Excerpt =
____

= Bureij mosaic =

Byzantine-era artwork discovered 2022 in Gaza Strip, Palestine

The Bureij mosaic is a Byzantine-era mosaic floor discovered under an olive orchard in the Bureij refugee camp in the Gaza Strip, Palestine in 2022. It was part of a Byzantine church, and the mosaic was likely created between AD 390 and 634–636. It is described as a "sprawling grid" with cartouches containing 17 animals, including geese, ducks, dogs, insects, goats, deer, and an octopus. There are also geometric patterns and a border depicting a vine. The mosaic underlies a 500 m2 area from which three sections of earth have already been removed, with more remaining to be excavated.

Farmer Salman al-Nabahin found the mosaic when he began investigating why his trees were not rooting properly. The French Biblical and Archaeological School of Jerusalem is assisting with the excavation. Archaeologist Rene Elter reported that the mosaic was in a "perfect state of conservation". Further research is needed to determine whether the mosaic floor was installed in a private villa, a religious structure, or for some other purpose.

____

Data lines =
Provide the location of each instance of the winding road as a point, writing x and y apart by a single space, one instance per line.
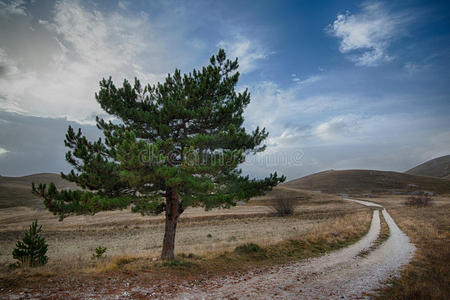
341 274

____

Task set =
- 1) Please reproduce the Bureij mosaic text word for word from "Byzantine-era artwork discovered" to "to be excavated.".
- 2) In the Bureij mosaic text, what prompted the farmer to start the investigation that uncovered the mosaic? Answer in one to three sentences.

Outputs =
- 1)
Byzantine-era artwork discovered 2022 in Gaza Strip, Palestine

The Bureij mosaic is a Byzantine-era mosaic floor discovered under an olive orchard in the Bureij refugee camp in the Gaza Strip, Palestine in 2022. It was part of a Byzantine church, and the mosaic was likely created between AD 390 and 634–636. It is described as a "sprawling grid" with cartouches containing 17 animals, including geese, ducks, dogs, insects, goats, deer, and an octopus. There are also geometric patterns and a border depicting a vine. The mosaic underlies a 500 m2 area from which three sections of earth have already been removed, with more remaining to be excavated.

- 2) Salman al-Nabahin's trees were not rooting properly. He began investigating why, and that investigation led him to find the mosaic.